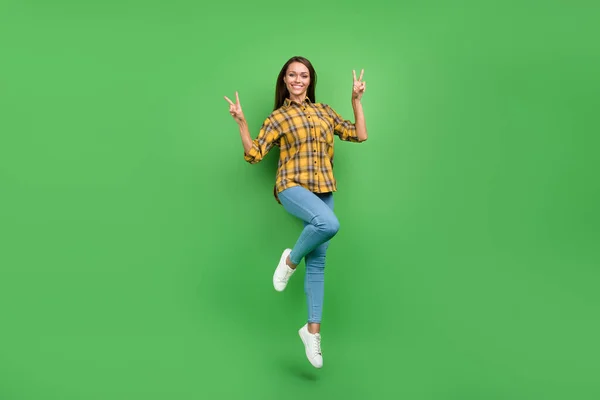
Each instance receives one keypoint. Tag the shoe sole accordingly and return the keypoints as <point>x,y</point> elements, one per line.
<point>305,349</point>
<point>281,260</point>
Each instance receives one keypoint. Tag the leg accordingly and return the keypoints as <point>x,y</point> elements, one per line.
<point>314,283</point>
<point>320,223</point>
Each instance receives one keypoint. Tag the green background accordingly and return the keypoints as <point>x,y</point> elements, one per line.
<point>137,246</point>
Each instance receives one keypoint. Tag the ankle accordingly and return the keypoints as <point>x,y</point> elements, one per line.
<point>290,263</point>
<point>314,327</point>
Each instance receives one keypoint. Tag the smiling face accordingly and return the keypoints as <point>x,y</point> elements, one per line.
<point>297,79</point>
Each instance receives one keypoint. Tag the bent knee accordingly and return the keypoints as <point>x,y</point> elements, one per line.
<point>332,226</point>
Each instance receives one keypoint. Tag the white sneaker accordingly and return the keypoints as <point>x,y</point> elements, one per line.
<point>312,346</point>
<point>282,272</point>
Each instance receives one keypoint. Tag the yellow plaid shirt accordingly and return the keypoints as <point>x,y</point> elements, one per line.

Objective:
Format the data from its start through the line holding "<point>297,79</point>", inclusive, as a Markdown table with two columns, Row (a running number) and Line (the line itself). Omit blank lines and leave the pictures out.

Exercise response:
| Row | Line |
|---|---|
| 1 | Each instance receives one keypoint. Tag the shoe sole accordingly and return the keypoints as <point>x,y</point> elements, one per line. |
| 2 | <point>305,349</point> |
| 3 | <point>281,260</point> |
| 4 | Each instance receives one keypoint. Tag the leg accordingly and return the keypoints as <point>x,y</point> elements, one per line. |
| 5 | <point>314,283</point> |
| 6 | <point>320,223</point> |
| 7 | Each instance receives one keypoint. Tag the green background accordingly and return the keypoints as <point>x,y</point> elements, one per line. |
| 8 | <point>137,246</point> |
| 9 | Each instance receives one keypoint. Tag the ankle accordingly and return the keypoints as <point>x,y</point> elements, one per line. |
| 10 | <point>290,263</point> |
| 11 | <point>314,327</point> |
| 12 | Each instance receives one keypoint. Tag the smiling face accordingly and return the keypoints as <point>x,y</point> elements, one per line. |
| 13 | <point>297,79</point> |